Tâche brève 1:
Mettez à jour le passage du texte sur la parabole de la vigne en Mt 21 commençant par "Quand arrive Jésus, la" et allant jusqu'à "bonnement ignorés, niés.", en y substituant "soixante ans" à "cinquante ans".
Tâche brève 2:
Poursuivez le texte sur la parabole de la vigne en Mt 21 en reprenant immédiatement après sa dernière phrase.

Texte présenté:

▶

Il
y a plusieurs manières de lire ce texte (Mt 21, 33-46). On peut faire
correspondre à chacun des envois du maître des moments de l’histoire de Dieu se
donnant aux hommes ou à Israël, et autant d’échecs, de refus d’accueillir les
messagers et prophètes. La lecture alors aboutit à, ou constate, le rejet par
Dieu d’Israël, ou une condamnation sans appel par Dieu des cultures qui
refusent l’alliance que ce même Dieu ne cesse de vouloir nouer avec l’humanité.
Quand arrive Jésus, la vigne passe à d’autres qui lui font enfin rendre du
fruit.
C’est
un peu embêtant. D’abord parce que ce type de lecture ne convient pas vraiment
à ce que l’on appelle une parabole, ensuite, parce que l’on fait du rejet
d’Israël et de sa substitution par l’Eglise un enseignement que la théologie et
la doctrine de l’Eglise depuis cinquante ans refusent. Le grand tournant de la
déclaration conciliaire Nostra Aetate,
les rencontres, depuis, des différents papes avec les responsables du judaïsme
et les amitiés judéo-chrétiennes seraient tout bonnement ignorés, niés.

◀

Lignes affichées:
▶

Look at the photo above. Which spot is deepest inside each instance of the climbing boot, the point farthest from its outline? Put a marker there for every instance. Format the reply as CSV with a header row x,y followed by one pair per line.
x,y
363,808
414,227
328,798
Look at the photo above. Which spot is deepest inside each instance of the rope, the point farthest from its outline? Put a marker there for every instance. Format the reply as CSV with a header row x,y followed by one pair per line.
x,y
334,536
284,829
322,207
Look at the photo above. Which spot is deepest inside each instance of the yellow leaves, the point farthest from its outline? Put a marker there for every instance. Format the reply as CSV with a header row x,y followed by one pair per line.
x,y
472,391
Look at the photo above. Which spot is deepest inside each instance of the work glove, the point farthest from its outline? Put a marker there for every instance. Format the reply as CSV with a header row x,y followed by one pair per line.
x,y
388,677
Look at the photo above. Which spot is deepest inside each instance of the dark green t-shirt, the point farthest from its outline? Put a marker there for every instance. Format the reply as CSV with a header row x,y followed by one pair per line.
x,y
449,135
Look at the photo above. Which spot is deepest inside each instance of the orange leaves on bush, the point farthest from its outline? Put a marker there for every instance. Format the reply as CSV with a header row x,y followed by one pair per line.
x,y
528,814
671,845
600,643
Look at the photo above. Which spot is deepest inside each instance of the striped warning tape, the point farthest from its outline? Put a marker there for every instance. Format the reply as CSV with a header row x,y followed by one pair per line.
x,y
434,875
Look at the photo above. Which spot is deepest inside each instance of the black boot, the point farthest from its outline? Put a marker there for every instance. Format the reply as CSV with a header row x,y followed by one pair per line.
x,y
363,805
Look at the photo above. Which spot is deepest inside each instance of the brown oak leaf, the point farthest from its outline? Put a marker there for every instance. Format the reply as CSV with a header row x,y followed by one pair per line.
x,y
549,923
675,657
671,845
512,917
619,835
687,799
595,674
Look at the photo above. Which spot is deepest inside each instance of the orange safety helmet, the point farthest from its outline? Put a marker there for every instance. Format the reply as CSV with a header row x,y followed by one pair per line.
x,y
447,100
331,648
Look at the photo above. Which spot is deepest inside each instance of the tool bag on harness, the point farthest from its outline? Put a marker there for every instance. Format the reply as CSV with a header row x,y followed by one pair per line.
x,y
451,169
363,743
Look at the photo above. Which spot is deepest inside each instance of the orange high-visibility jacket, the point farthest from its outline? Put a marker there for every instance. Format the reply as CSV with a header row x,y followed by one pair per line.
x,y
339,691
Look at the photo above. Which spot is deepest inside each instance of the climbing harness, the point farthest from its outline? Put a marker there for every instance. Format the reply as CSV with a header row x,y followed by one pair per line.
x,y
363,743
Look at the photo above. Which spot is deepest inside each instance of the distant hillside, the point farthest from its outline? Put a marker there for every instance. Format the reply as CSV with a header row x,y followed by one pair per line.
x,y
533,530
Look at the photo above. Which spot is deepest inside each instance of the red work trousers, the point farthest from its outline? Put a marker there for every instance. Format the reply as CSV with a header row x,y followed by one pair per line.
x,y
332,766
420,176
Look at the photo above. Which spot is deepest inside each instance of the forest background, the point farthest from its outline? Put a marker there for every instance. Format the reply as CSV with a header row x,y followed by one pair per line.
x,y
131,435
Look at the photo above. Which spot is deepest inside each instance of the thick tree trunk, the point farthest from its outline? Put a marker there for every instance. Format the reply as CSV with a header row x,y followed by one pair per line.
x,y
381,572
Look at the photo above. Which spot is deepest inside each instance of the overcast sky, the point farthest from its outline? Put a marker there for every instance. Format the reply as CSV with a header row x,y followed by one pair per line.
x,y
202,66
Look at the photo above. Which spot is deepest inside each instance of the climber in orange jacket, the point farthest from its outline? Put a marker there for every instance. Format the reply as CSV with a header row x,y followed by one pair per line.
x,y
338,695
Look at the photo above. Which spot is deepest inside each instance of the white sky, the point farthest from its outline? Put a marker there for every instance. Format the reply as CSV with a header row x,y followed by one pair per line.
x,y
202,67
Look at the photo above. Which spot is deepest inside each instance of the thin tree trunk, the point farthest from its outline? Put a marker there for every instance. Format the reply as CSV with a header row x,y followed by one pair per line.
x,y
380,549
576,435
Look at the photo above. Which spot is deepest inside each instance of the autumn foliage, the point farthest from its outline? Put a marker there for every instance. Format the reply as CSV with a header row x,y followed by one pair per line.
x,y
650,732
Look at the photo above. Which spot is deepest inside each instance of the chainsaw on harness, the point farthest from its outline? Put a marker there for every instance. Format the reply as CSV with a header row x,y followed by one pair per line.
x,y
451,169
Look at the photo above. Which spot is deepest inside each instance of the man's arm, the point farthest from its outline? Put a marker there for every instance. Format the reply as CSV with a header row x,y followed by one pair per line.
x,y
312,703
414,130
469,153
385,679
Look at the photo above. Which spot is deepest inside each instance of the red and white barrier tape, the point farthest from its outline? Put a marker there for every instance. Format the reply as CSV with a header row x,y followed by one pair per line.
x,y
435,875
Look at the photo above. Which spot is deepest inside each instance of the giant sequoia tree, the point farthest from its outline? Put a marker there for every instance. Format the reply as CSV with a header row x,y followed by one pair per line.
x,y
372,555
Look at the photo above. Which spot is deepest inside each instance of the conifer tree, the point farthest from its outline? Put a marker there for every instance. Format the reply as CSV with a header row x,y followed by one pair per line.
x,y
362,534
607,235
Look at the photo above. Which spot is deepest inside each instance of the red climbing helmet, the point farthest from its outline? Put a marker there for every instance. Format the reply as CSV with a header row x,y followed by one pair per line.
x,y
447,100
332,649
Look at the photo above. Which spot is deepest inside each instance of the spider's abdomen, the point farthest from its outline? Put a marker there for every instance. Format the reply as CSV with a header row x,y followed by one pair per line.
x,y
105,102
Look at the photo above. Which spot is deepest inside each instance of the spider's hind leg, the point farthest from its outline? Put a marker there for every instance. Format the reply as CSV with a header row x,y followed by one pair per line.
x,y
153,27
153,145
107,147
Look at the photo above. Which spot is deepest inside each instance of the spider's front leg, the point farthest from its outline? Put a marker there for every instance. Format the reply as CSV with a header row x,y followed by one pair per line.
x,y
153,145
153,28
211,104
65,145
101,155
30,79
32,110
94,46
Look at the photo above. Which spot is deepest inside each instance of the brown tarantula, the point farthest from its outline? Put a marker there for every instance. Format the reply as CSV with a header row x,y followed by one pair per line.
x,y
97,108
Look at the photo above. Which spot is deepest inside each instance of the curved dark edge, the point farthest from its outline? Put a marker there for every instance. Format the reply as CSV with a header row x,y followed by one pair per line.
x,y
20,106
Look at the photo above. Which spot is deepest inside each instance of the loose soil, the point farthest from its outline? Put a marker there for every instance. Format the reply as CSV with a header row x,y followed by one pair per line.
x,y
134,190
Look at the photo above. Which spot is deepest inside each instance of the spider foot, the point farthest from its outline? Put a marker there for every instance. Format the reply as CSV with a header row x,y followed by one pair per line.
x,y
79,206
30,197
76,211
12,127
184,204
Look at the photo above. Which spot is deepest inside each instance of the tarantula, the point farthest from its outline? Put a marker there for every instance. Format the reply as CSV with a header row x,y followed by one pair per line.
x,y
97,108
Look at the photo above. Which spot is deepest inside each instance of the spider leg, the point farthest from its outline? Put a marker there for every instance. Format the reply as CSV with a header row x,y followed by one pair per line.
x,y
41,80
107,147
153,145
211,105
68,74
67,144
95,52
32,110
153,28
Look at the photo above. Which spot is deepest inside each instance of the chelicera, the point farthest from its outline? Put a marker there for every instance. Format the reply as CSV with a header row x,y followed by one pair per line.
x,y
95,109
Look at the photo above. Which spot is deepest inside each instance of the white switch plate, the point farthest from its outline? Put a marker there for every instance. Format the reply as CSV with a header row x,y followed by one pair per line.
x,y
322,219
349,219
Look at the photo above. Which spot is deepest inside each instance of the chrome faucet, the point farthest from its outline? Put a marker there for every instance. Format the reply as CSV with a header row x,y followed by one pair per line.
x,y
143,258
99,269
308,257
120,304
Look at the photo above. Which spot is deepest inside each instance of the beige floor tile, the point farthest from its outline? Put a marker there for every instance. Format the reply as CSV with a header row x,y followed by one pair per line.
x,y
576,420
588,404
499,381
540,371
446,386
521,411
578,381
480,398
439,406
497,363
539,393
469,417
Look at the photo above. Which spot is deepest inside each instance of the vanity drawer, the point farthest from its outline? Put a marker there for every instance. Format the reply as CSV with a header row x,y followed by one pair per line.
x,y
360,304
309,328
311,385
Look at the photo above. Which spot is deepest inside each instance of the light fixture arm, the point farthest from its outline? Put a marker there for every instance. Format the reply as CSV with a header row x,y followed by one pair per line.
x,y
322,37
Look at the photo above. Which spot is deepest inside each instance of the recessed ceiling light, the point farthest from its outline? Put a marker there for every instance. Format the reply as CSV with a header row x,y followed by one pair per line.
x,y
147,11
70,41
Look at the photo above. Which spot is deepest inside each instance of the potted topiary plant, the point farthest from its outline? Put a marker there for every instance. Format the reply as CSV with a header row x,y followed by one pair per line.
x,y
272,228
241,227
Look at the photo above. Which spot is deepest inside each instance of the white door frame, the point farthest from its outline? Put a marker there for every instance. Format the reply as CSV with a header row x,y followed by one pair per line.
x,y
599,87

◀

Réponse finale 1:
Quand arrive Jésus, la vigne passe à d’autres qui lui font enfin rendre du
fruit.
C’est
un peu embêtant. D’abord parce que ce type de lecture ne convient pas vraiment
à ce que l’on appelle une parabole, ensuite, parce que l’on fait du rejet
d’Israël et de sa substitution par l’Eglise un enseignement que la théologie et
la doctrine de l’Eglise depuis soixante ans refusent. Le grand tournant de la
déclaration conciliaire Nostra Aetate,
les rencontres, depuis, des différents papes avec les responsables du judaïsme
et les amitiés judéo-chrétiennes seraient tout bonnement ignorés, niés.

Réponse finale 2:
C’est
embêtant, parce la théologie de la substitution cautionne voire favorise,
jusqu’aux horreurs de la solution finale des nazis, l’antisémitisme, incompatible
avec l’évangile, contraire à l’évangile. Jésus est Juif, ceux qui écrivent le
texte sont Juifs ; pouvaient-ils s’exclure en excluant leur peuple de ceux
que leur action évangélisatrice voulait atteindre ? Nous ferions dire à
l’évangile que Dieu rejette certains, et pas n’importe lesquels, puisqu’il
s’agirait du peuple élu. Bref nous lirions l’évangile comme un contre-évangile.
Alors qu’en son horreur même, le « tuons-le nous aurons l’héritage »
est ce qui arrive. Les hommes tuent le Fils et héritent du royaume ! C’est
la scandaleuse prodigalité du Père.
C’est
grave enfin, parce le rejet d’Israël étant entériné, on ne verrait pas à quoi
servirait de relire régulièrement le texte, si ce n’est à instiller et
maintenir vive la haine des Juifs parmi les disciples de Jésus. Force est de
reconnaître que cela a fonctionné ainsi.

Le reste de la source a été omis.